**Problema 1:** Resuma em duas frases o trecho sobre Russell.
**Problema 2:** Dê prosseguimento ao trecho sobre Russell a partir da última frase apresentada.

**Trecho do documento:**
######
Todos os raciocínios trazidos por Russell são mentirosos e enganosos. A ciência e a filosofia surgiram na Grécia Antiga não da religião, mas do combate à religião. É de conhecimento geral que a ciência antiga nasceu da exigência de satisfazer as necessidades práticas das pessoas. Os conhecimentos no campo da astronomia foram obtidos por conta do que exigiam a agricultura e a navegação; os rudimentos da mecânica são inseparáveis das exigências da agricultura e da prática de edificar prédios; e a matemática evoluiu junto com a astronomia e a mecânica. Em ligação indissolúvel com a obtenção desses conhecimentos também aparecem as primeiras tentativas de generalizá-los filosoficamente. Assim nasce a ciência antiga, ainda não desmembrada, na qual as visões filosóficas estão estreitamente entrelaçadas com as visões dos antigos sobre as ciências naturais. Essa visão secular de mundo, de bases filosóficas materialistas, já atua bem em seu início numa relação hostil com a visão religiosa de mundo, tradicional.
Mas Russell não diz uma só palavra sobre essas coisas indiscutíveis. Ele silencia sobre essa luta que existia entre as visões científica e religiosa de mundo na Grécia Antiga. Contrariando os fatos históricos e a lógica, ele solta o incrível disparate sobre o surgimento da ciência e da filosofia a partir da religião, tentando fundamentar sobre “material histórico” a aspiração neorrealista a conciliar ciência e religião.
Ao narrar a história da filosofia, Russell calunia impetuosamente o materialismo e os materialistas. Ele falsifica os sistemas filosóficos materialistas com o véu idealista, ignora o papel histórico do materialismo na história da ciência e silencia sobre os representantes destacados do pensamento filosófico materialista. Falando sobre as visões filosóficas dos pensadores jônicos, Russell não menciona uma palavra sequer sobre o materialismo deles. Para Russell, Heráclito não é nenhum grande materialista e dialético antigo, mas um místico, fundador de uma nova religião, autor de um sistema ético que representa, na opinião de Russell, “um tipo de ascetismo arrogante semelhante ao ascetismo de Nietzsche”. Russell faz de tudo para injuriar e criticar Heráclito por sua dialética. Do ponto de vista de Russell, Heráclito estava absolutamente errado ao enxergar o mundo como um eterno processo de movimento, mudança e desenvolvimento de algum princípio material ‒ o “fogo”. O mundo, para Russell, se distingue por princípios eternos e absolutamente imutáveis, premissas lógicas universais, das quais se forma toda a variedade da realidade. Russell “reforça” essa sua tese idealista, por um lado, com a “autoridade” do padre D. Inge, (6) desconhecido teólogo e místico moderno, e por outro lado, com as ideias místicas de Platão.
######
**Dados armazenados:**

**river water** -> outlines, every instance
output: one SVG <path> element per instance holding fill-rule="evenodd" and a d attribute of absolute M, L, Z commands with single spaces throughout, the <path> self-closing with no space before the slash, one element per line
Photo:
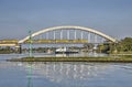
######
**Resultado 1:** O trecho afirma que a ciência e a filosofia nasceram na Grécia Antiga do combate à religião, e não da religião, e acusa Russell de silenciar sobre essa luta para tentar conciliar ciência e religião. Também o acusa de caluniar o materialismo, apresentando Heráclito como místico e atacando sua dialética, que via o mundo como eterno processo de mudança de um princípio material, o fogo.

**Resultado 2:**
Sobre o grande atomista antigo, o materialista Demócrito, Russell diz algumas palavras insignificantes, calando-se sobre o principal e essencial de toda a história da filosofia antiga: a luta da linha materialista de Demócrito contra a linha idealista de Platão. Silenciando, Russell persegue um fim totalmente definido: mostrar, primeiramente, que a posição do materialismo dialético quanto à luta de partidos na filosofia supostamente seria uma posição incorreta e, segundamente, inculcar no leitor a ideia de que a ciência e a teologia poderiam não ser antagônicas e, por isso, viriam a conciliar-se num todo único, a filosofia. Com relação a Epicuro, outro grande materialista antigo, Russell emprega o método da calúnia direta e dos insultos grosseiros. Contradizendo a verdade histórica, ele nega a importância de Epicuro como um grande educador [prosvetitel] antigo e repete a antiquada mentira de que Epicuro teria sido um pregador da moral tosca dos prazeres instintivos.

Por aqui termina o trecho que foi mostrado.